[begin QUOTED PASSAGE]

Despite the Cardinals holding a 10-point lead twice in the fourth quarter, the Giants scored three touchdowns in the final frame as Arizona dropped its third straight game and fell to 1–3.

| Quarter | 1 | 2 | 3 | 4 | Total |
|---|---|---|---|---|---|
| Giants | 0 | 10 | 0 | 21 | 31 |
| Cardinals | 3 | 3 | 14 | 7 | 27 |

====Week 5: at Minnesota Vikings====

| Quarter | 1 | 2 | 3 | 4 | Total |
|---|---|---|---|---|---|
| Cardinals | 0 | 3 | 7 | 0 | 10 |
| Vikings | 28 | 0 | 3 | 3 | 34 |

====Week 7: vs. Pittsburgh Steelers====

Coming off their bye week, the Cardinals went home for a Week 7 interconference duel with the Pittsburgh Steelers, in a rematch of Super Bowl XLIII. Arizona trailed early in the first quarter as Steelers quarterback Ben Roethlisberger completed a 12-yard touchdown pass to tight end Heath Miller. Pittsburgh would add onto their lead in the second quarter as Roethlisberger completed a 95-yard touchdown pass to wide receiver Mike Wallace. The Cardinals would answer with a 1-yard touchdown run from running back Alfonso Smith. The Steelers would close out the half with kicker Shaun Suisham getting a 41-yard field goal.

Arizona opened the third quarter with quarterback Kevin Kolb finding running back LaRod Stephens-Howling on a 73-yard touchdown pass, but Pittsburgh struck back with Roethlisberger completing a 4-yard touchdown pass to wide receiver Emmanuel Sanders, along with Kolb's intentional grounding penalty in the endzone resulting in a safety. In the fourth quarter, the Steelers continued to pull away with Suisham making a 42-yard and a 39-yard field goal. The Cardinals tried to rally as Kolb found wide receiver Early Doucet on a 2-yard touchdown pass (with a failed two-point conversion), but Pittsburgh held on to preserve the victory.

With the loss, Arizona fell to 1–5.

| Quarter | 1 | 2 | 3 | 4 | Total |
|---|---|---|---|---|---|
| Steelers | 7 | 10 | 9 | 6 | 32 |
| Cardinals | 0 | 7 | 7 | 6 | 20 |

====Week 8: at Baltimore Ravens====

The Cardinals blew a 21-point first half lead and lost their sixth straight game to fall to 1–6.

[end QUOTED PASSAGE]
[begin DATA PROVIDED]

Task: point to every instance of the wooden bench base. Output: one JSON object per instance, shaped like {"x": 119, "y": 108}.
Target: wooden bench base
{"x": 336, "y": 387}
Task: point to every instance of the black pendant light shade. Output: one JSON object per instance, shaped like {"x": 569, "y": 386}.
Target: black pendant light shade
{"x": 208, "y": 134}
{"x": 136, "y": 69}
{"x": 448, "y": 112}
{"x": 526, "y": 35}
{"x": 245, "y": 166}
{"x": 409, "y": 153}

[end DATA PROVIDED]

### [WRITTEN INSTRUCTION]
In the game summaries, which player caught Kevin Kolb's 73-yard touchdown pass against the Steelers?

### [RESPONSE]
Running back LaRod Stephens-Howling